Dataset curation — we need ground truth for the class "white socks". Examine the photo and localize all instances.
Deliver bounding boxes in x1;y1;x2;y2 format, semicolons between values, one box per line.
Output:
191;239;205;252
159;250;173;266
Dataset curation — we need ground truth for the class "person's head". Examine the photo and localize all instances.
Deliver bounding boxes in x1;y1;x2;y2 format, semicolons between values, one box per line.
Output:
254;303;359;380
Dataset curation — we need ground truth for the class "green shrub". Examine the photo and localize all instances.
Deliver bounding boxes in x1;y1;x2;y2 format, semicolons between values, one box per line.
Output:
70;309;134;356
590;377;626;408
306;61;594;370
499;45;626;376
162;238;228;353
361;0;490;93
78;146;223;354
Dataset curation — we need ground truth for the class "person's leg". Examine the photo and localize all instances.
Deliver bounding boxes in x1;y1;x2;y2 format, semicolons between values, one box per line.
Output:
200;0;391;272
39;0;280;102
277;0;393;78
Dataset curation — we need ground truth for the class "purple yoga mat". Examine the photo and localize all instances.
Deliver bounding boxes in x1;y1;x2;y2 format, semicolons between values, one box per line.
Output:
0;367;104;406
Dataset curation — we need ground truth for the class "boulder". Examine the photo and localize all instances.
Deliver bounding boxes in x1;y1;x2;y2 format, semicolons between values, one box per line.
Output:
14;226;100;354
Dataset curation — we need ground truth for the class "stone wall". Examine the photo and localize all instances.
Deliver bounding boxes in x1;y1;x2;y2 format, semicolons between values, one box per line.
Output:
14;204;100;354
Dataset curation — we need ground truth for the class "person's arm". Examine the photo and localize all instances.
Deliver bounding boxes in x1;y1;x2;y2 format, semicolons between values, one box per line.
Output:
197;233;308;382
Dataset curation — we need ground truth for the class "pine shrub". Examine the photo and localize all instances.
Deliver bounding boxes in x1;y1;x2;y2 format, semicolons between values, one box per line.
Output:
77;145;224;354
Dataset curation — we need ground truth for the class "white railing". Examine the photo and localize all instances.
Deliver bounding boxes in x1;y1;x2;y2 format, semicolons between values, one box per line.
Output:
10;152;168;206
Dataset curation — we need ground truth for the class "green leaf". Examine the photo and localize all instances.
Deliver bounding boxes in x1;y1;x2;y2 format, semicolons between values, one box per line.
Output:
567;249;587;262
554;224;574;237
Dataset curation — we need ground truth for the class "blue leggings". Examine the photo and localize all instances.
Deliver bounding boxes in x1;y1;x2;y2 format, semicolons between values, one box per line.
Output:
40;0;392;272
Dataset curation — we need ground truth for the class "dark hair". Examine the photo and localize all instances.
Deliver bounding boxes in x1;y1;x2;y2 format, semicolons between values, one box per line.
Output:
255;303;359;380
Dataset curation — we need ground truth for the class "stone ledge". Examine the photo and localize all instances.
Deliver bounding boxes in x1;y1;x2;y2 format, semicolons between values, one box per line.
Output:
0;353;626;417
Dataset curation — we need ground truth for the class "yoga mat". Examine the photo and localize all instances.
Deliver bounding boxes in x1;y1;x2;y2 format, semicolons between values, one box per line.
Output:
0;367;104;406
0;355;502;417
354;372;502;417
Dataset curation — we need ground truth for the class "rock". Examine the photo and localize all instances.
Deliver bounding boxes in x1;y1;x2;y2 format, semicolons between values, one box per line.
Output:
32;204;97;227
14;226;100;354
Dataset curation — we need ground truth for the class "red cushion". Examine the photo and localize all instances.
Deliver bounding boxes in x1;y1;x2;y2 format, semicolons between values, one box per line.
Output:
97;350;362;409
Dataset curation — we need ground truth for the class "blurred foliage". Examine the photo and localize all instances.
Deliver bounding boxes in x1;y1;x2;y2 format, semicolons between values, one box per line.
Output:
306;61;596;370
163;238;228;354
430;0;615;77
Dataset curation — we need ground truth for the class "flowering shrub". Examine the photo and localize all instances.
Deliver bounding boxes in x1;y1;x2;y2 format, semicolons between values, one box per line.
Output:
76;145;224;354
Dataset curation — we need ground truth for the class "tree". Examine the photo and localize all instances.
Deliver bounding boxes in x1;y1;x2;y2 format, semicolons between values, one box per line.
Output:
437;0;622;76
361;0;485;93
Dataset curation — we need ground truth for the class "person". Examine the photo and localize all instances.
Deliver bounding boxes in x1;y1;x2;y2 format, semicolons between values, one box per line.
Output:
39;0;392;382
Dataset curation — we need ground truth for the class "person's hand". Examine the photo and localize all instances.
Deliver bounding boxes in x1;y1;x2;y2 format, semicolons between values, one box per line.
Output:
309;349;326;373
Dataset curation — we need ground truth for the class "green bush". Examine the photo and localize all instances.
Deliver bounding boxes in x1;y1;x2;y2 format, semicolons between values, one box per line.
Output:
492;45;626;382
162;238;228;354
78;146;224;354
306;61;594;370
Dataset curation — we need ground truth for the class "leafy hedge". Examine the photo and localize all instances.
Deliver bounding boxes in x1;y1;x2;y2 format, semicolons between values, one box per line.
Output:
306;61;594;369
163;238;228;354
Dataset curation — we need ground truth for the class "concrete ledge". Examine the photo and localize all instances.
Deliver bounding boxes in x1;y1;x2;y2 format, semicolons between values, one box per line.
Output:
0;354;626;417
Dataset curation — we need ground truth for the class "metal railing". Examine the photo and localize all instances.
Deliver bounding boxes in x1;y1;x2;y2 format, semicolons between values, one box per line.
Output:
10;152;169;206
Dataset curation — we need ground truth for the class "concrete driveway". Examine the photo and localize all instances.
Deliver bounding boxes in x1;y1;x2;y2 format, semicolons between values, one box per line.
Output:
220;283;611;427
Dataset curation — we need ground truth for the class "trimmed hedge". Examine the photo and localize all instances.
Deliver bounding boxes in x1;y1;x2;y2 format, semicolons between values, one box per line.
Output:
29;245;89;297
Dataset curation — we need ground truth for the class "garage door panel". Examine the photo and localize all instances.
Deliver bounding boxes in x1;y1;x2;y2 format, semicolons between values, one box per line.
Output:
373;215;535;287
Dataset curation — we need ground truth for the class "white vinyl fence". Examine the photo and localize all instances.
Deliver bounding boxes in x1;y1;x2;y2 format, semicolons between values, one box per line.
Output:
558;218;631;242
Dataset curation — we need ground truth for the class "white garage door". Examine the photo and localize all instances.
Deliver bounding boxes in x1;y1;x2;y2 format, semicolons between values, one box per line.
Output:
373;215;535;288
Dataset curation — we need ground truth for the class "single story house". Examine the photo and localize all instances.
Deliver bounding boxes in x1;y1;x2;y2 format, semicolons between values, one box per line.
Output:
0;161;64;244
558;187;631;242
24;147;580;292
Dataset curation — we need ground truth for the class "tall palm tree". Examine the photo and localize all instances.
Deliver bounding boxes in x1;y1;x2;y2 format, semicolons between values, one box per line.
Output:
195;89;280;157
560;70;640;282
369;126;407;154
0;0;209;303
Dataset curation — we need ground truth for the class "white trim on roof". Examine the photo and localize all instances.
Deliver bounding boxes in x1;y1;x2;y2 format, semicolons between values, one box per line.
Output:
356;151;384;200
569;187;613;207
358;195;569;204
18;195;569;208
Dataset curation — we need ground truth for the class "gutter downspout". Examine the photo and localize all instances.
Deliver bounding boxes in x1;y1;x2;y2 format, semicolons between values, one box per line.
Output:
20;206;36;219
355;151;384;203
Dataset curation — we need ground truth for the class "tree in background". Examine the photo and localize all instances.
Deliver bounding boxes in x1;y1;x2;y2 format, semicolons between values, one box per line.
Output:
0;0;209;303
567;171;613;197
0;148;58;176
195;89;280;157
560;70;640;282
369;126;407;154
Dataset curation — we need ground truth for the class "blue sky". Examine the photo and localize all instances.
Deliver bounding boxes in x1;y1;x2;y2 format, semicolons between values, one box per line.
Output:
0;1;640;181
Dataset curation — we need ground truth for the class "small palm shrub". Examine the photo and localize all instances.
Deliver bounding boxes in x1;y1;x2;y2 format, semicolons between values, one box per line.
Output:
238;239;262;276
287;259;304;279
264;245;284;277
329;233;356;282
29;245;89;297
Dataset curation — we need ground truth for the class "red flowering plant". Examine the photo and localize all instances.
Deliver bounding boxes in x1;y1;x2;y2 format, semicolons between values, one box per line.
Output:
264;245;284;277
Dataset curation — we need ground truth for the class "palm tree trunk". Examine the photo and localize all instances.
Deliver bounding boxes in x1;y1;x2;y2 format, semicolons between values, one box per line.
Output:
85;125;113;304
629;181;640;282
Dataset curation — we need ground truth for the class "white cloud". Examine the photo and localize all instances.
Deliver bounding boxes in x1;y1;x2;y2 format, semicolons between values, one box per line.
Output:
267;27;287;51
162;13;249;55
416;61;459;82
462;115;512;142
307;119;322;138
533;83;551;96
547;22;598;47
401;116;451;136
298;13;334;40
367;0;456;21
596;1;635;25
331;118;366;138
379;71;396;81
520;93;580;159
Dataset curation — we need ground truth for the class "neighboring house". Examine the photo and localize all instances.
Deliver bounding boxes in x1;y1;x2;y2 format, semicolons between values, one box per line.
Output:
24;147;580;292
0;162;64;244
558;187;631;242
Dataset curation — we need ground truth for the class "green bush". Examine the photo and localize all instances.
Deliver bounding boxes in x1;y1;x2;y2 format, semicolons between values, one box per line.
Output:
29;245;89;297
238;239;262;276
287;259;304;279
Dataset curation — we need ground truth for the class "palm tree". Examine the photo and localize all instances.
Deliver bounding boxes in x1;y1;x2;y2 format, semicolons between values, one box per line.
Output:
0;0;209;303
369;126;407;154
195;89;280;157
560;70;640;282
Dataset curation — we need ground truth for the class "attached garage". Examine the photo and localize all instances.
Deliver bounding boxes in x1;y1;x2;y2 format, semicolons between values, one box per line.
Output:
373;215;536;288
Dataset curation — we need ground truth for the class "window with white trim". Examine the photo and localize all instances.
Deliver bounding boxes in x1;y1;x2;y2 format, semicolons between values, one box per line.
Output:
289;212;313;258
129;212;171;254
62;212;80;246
■ ■ ■ ■ ■ ■ ■
**Work to do**
Rewrite the items above as a numbered list, from the start of the items through the line containing "254;303;359;380", inclusive. Leave out any blank lines.

**Correct result**
1. Dataset curation — we need ground truth for the class "white socks". Examine the photo and localize all instances.
2. Deliver bounding boxes in x1;y1;x2;y2 format, semicolons between values, one box per line.
3. Output:
4. 191;239;205;252
5. 159;250;173;266
6. Dataset curation — we need ground truth for the class "person's head". Examine the photo and localize all instances.
7. Deliver bounding boxes in x1;y1;x2;y2 format, semicolons between values, one box per line.
8. Output:
9. 254;303;359;380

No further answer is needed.